*TASK LIST*:
A) In the discussion of corporate social responsibility below, reproduce word for word the part that begins at the words "And all those" and stops after the words "doesn't know that.".
B) In the discussion of corporate social responsibility below, roughly how many volunteering activities are employees able to choose from?

*PASSAGE TO READ*:
==========

Jesus Christ, this is the same goddamn argument that if it weren't for government regulation corporations would cheerfully poison their customers for a nickel. Which probably tells you more about the person making the claim than actual corporations - it's not in a corporation's best interests to poison their customers to death.
It's the same with the idea that corporations are going to put profits over social responsibility - to the extent that social responsibility raises a corporation's profits, they sure as hell will prioritize social responsibility. Have you not noticed the number of corporations bragging about how green they are, how diverse and inclusive they are, how much they support all the right social causes, what charities they proudly sponsor? You think they're doing that in the hopes that it will decrease profits?
What Friedman was criticizing was the giving away of money by corporate boards whose money it was not. A corporations profits are the stockholders, not the corporate boards. If you want to be generous, be generous with your own goddamn money, not someone else's. But sure, if you're going to donate money to a good cause and then brag about what a bunch of good people you are for doing nice things, well, that's just an advertising expense. But as with other advertising expenses, you'd better be able to show you're getting a good return on your investment. To that extent, you're just virtue-signalling, but if virtue-signalling increases your profits, it would be an abdication of your fiduciary duty not to virtue-signal.
There is a bit of chicken and egg problem though. Because there has been little to no pushback against the Social Responsibility marketing schtick, it is now becoming expected that a company engage in these marketing efforts. Pretty soon, if big companies don't publish "Diversity Action Plans", it will be considered proof of their inherent evil.
This was at least part of Friedman's critique- that we continue to move down this path of expecting that companies spend a significant amount of time and treasure pursuing these goals.
At my company, they practically force employees to take a day off each quarter for volunteering. I'd be happy if they just allowed it, but they force us to go to a portal and sign up for some volunteer effort that has been sponsored by the charity board. It is a waste of time and energy.
My company does the same, but we make it more team building and we all go out drinking in our little service groups after. That it gets you a "good corporate neighbor" checkmark is certainly marketing, but it doesn't have to suck for the people that perform the volunteer service.
The volunteering activities, and there are around fifty to choose from include chaperoning a field trip to a museum, refereeing sports for a school event, or planting greenery at the park. It's not "wear this name tag and hand out food at the homeless shelter" - unless you choose that one. Instead of the regular day of office drudgery you get a day at the museum and finish with drinking in the afternoon.
And all those inequalities were far worse before the industrial/capitalist age. Before that, the haves and have nots weren't even in the same world for practical purposes. Maybe the playing field isn't perfectly level, but at least most people are on the same field now.
It means pretty much the opposite of what they claim, and only the NYT doesn't know that.
Hilarious...

==========

*INFORMATION PROVIDED*:
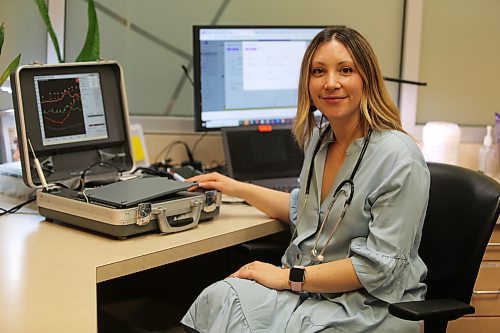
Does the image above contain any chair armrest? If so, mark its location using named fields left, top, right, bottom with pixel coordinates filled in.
left=389, top=299, right=475, bottom=321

==========

*ANSWERS TO THE EXERCISE*:
A)
And all those inequalities were far worse before the industrial/capitalist age. Before that, the haves and have nots weren't even in the same world for practical purposes. Maybe the playing field isn't perfectly level, but at least most people are on the same field now.
It means pretty much the opposite of what they claim, and only the NYT doesn't know that.

B) Around fifty.